▸ Records excerpted from a collection:
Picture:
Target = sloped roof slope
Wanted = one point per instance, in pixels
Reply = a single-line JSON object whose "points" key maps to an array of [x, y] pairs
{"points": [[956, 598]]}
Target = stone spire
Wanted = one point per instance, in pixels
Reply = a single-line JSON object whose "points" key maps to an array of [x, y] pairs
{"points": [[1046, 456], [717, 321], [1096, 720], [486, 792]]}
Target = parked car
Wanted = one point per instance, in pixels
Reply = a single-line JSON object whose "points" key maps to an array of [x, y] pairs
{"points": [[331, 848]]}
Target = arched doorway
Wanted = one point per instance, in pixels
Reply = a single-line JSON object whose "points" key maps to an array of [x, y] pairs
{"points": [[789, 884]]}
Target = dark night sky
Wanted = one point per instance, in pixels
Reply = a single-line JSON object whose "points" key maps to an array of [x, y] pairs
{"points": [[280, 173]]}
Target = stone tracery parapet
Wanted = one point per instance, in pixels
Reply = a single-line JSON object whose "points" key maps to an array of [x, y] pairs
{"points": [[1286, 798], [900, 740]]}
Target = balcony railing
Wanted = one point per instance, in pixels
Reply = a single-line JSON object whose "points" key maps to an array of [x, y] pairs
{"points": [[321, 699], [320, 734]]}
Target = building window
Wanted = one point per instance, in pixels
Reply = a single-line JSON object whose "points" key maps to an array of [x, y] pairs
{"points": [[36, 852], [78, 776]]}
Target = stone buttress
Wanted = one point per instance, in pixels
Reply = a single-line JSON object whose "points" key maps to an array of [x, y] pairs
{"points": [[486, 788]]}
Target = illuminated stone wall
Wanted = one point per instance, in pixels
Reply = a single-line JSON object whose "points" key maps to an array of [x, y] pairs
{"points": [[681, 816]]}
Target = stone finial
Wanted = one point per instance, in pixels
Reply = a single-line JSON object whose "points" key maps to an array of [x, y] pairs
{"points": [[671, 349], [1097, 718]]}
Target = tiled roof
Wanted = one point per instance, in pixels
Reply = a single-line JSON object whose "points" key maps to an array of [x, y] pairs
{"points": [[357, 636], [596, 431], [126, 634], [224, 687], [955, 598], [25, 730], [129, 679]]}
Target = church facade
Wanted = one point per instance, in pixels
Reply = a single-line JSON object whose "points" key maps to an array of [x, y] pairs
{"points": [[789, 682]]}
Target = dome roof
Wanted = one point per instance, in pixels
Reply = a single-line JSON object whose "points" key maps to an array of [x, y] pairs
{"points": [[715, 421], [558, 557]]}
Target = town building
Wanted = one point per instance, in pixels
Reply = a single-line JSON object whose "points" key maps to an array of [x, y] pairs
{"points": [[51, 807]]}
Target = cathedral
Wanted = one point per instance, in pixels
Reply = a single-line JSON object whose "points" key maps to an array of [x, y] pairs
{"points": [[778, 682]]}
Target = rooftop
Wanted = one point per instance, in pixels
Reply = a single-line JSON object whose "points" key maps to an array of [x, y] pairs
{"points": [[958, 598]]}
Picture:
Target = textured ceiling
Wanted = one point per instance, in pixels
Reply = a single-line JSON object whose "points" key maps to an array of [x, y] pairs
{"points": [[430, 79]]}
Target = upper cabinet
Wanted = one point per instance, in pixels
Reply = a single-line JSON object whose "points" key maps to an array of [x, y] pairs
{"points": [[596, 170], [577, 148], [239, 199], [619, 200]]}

▸ What is being asked: What is needed is an exact copy of the lines above, from the one containing "Target = building window" through the one containing "Target = textured ceiling", with nothing added.

▸ Task output:
Target = building window
Wanted = one point per instance, in pixels
Reply = a single-line JSON object whose "points" key maps to an array of [x, y] pairs
{"points": [[36, 852], [78, 776]]}
Target = stone buttress
Wanted = one point per instance, in pixels
Reply = a single-line JSON object whose "points" key maps to an array of [x, y] pairs
{"points": [[486, 788]]}
Target = illuminated stone wall
Wanted = one point per instance, in pixels
Reply = a single-line JSON object whose "points" key maps to an array of [x, y] pairs
{"points": [[681, 816]]}
Target = stone finial
Wanted = one point per instance, in pixels
Reply = a single-line JSON object whose "points" key maps to an array of [x, y] pairs
{"points": [[671, 349], [1097, 718]]}
Target = tiled roof
Wanted = one point per instance, in pixels
Reply = a single-line JSON object whose "points" key maps to an array of [x, y] pairs
{"points": [[357, 636], [596, 431], [126, 634], [224, 687], [955, 598], [25, 730], [129, 679]]}
Target = church facade
Wanted = one point per instance, in pixels
Reply = a single-line JSON object whose "points" key maps to an array of [x, y] pairs
{"points": [[789, 682]]}
Target = dome roof
Wanted = one point per instance, in pixels
Reply = a single-line JSON object whose "points" key maps to an array of [x, y] pairs
{"points": [[715, 421], [558, 557]]}
Target = town building
Wanted = one point per instance, in pixels
Reply = a single-line JSON object whose "points" key maps to an array of [x, y] pairs
{"points": [[51, 807]]}
Target = cathedral
Wanted = one point per instance, in pixels
Reply = a single-line JSON object whose "points" key maps to an array of [x, y] pairs
{"points": [[778, 682]]}
Target = rooftop
Wanted = one point per instance, in pixels
Reply = a single-line JSON object whose "points" key maps to an array of [x, y] pairs
{"points": [[958, 598]]}
Picture:
Target = textured ceiling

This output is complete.